WHAT THE EXERCISE ASKS
Could you reproduce every line of the records below, word for word and unchanged?

(Point labeling records)
┌──

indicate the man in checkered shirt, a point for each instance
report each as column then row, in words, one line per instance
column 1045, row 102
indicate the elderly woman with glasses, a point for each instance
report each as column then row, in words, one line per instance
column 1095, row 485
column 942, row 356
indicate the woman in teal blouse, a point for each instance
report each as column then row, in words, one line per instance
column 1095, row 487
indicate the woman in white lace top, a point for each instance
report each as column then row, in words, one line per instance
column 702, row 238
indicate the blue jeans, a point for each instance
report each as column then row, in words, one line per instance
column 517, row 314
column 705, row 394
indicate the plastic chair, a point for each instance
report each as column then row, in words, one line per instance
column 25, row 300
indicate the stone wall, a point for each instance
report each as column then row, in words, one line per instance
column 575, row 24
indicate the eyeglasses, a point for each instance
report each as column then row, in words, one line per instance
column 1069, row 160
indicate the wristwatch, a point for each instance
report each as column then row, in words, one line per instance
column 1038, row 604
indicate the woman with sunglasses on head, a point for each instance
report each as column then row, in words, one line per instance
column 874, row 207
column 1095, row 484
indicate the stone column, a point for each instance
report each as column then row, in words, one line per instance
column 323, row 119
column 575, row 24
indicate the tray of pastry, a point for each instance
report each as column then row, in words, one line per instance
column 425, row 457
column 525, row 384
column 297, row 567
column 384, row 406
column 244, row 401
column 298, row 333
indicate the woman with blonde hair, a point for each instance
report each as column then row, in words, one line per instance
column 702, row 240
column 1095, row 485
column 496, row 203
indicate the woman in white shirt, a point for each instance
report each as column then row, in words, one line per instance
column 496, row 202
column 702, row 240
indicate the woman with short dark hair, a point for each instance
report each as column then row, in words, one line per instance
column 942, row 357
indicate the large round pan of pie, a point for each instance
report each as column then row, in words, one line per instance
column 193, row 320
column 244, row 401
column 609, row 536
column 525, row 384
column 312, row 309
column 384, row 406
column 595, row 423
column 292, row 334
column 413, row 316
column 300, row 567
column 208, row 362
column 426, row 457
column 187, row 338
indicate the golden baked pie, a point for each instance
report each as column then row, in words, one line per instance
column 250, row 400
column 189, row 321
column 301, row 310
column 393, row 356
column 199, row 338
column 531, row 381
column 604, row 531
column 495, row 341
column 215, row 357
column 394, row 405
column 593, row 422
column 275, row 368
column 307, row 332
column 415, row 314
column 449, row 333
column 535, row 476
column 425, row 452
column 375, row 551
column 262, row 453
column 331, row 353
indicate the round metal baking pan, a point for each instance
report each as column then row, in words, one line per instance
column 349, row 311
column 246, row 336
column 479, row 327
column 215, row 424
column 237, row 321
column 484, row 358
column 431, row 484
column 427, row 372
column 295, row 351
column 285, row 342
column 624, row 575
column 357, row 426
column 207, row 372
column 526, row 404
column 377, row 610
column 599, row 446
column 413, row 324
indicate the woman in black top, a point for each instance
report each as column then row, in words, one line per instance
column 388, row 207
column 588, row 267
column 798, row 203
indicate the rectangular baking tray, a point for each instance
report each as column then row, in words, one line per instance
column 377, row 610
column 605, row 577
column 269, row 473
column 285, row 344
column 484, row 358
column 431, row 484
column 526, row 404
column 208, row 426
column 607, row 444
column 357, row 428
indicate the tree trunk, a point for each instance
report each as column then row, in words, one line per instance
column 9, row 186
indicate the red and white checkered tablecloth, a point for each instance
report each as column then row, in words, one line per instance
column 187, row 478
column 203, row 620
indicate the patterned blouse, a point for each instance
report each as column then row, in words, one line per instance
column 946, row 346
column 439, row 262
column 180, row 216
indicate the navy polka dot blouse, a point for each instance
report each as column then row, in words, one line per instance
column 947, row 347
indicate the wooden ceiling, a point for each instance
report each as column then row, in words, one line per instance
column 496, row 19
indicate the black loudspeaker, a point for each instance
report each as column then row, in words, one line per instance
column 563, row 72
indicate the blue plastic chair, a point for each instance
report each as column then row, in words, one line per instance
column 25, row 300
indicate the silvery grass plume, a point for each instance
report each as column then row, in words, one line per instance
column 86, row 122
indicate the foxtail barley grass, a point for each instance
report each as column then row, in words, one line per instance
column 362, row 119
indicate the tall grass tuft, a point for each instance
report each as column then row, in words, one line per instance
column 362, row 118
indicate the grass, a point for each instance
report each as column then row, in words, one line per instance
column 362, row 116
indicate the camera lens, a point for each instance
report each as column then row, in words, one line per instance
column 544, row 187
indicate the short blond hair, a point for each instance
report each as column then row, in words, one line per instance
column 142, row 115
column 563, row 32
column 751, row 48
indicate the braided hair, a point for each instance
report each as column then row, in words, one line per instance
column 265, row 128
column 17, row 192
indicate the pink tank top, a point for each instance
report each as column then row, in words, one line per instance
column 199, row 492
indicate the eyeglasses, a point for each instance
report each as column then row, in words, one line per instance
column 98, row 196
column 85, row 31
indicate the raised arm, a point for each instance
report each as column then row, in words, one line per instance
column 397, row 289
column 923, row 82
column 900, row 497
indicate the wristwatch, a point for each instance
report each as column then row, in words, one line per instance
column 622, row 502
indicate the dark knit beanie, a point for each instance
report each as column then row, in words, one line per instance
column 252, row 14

└──

SOLUTION FOR THIS TASK
indicate the man in checkered shirt, a point for each instance
report each as column then row, in words, one line per instance
column 1045, row 102
indicate the elderly woman with glasses, a point for each instance
report each as column then row, in words, one line per instance
column 1095, row 485
column 942, row 356
indicate the woman in teal blouse, a point for each instance
report each as column then row, in words, one line per instance
column 1095, row 487
indicate the woman in white lace top, a point for each instance
report each as column then row, in words, one line per instance
column 702, row 238
indicate the blue jeans, a point for each instance
report each as column then row, in words, one line per instance
column 517, row 314
column 705, row 394
indicate the plastic chair, a point for each instance
report each as column then row, in words, one line per instance
column 25, row 300
indicate the stone wall, a point for each instance
report each as column then row, in words, one line per instance
column 575, row 24
indicate the eyeglasses, a point for each instance
report each as column then row, in words, one line per instance
column 1069, row 160
indicate the wristwatch, a point for each instance
report each as column then row, in words, one line per instance
column 1038, row 604
indicate the woman with sunglasses on head, a point for each instance
report each as column then row, in words, one line per instance
column 874, row 207
column 1095, row 484
indicate the stone column, a point for each instance
report each as column then row, in words, one line per instance
column 323, row 119
column 575, row 24
indicate the tray of pastry, a point for each instance
report each as column then row, in words, one line per instance
column 425, row 457
column 525, row 384
column 297, row 567
column 384, row 406
column 244, row 401
column 298, row 333
indicate the woman with blonde hair, a point for each instance
report each as column then row, in words, one line per instance
column 702, row 240
column 1095, row 485
column 496, row 203
indicate the woman in white shirt, a point for each instance
report each as column then row, in words, one line per instance
column 496, row 202
column 702, row 240
indicate the woman with short dark hair, a point for each instance
report each as column then row, in words, one line per instance
column 942, row 357
indicate the large round pan of pie, a point for each instance
report each as column then row, in words, one line per instance
column 193, row 320
column 244, row 401
column 609, row 536
column 525, row 384
column 312, row 309
column 384, row 406
column 595, row 423
column 292, row 334
column 413, row 316
column 300, row 567
column 208, row 362
column 426, row 457
column 187, row 338
indicate the golden baked pie, a point for each instance
report each as column then row, in words, one line per instance
column 250, row 400
column 189, row 321
column 301, row 310
column 393, row 356
column 199, row 338
column 531, row 381
column 604, row 531
column 495, row 341
column 215, row 357
column 394, row 405
column 593, row 422
column 275, row 368
column 307, row 332
column 415, row 314
column 449, row 333
column 535, row 476
column 425, row 452
column 375, row 551
column 262, row 453
column 331, row 353
indicate the round metal baking pan, a point for each instance
report each as column then row, in words, one line per instance
column 349, row 311
column 246, row 336
column 479, row 327
column 215, row 424
column 237, row 321
column 484, row 358
column 431, row 484
column 427, row 372
column 295, row 351
column 285, row 342
column 624, row 575
column 357, row 426
column 207, row 372
column 526, row 404
column 377, row 610
column 599, row 446
column 413, row 324
indicate the woman in black top, a point for each instance
report each as column then row, in words, one line per instance
column 388, row 207
column 588, row 267
column 798, row 203
indicate the rectangular baking tray, a point for each instance
report each as column then row, in words, one line per instance
column 377, row 610
column 605, row 577
column 269, row 473
column 285, row 344
column 484, row 358
column 431, row 484
column 526, row 404
column 208, row 426
column 607, row 444
column 357, row 428
indicate the tree trunk, a point for each instance
report each as column then row, in words, one line per instance
column 9, row 186
indicate the red and white checkered tablecloth, a point for each instance
report each as column then row, in words, one line per instance
column 187, row 478
column 203, row 620
indicate the patterned blouse, a point for each instance
report each as column then row, in words, one line per instance
column 946, row 346
column 439, row 262
column 180, row 216
indicate the navy polka dot blouse, a point for each instance
report each as column then row, in words, one line per instance
column 947, row 347
indicate the wooden ceiling, a point for each instance
report each as column then row, in words, one line per instance
column 496, row 19
indicate the black loudspeaker, a point for each instance
report each as column then row, in words, one line per instance
column 563, row 72
indicate the blue plastic chair, a point for each instance
report each as column then row, in words, one line per instance
column 25, row 300
indicate the silvery grass plume, a point for each instance
report each as column then row, in words, one line per instance
column 86, row 122
indicate the foxtail barley grass, a point for each instance
report each as column then row, in words, one line per instance
column 362, row 119
indicate the tall grass tuft, a point for each instance
report each as column then row, in words, one line per instance
column 362, row 118
indicate the grass, a point for each instance
report each as column then row, in words, one line per instance
column 362, row 116
indicate the camera lens, a point for each instance
report each as column then row, in words, one line per instance
column 544, row 187
indicate the short blond hair, a point for each instance
report each as column then row, in words, one line per instance
column 142, row 115
column 563, row 32
column 751, row 48
indicate the braided hair, a point for each instance
report each as column then row, in words, one line per instance
column 265, row 128
column 17, row 192
indicate the pink tank top, a point for each instance
report each as column then row, in words, one line per instance
column 199, row 492
indicate the eyeglasses, a point for each instance
report each as column then row, in words, one line per instance
column 98, row 196
column 85, row 31
indicate the raised arm, a point for each instance
report each as column then row, in words, one line per instance
column 397, row 289
column 923, row 82
column 900, row 497
indicate the wristwatch, a point for each instance
report each as column then row, in words, one line per instance
column 622, row 502
indicate the dark knit beanie, a point for each instance
report each as column then row, in words, one line per instance
column 252, row 14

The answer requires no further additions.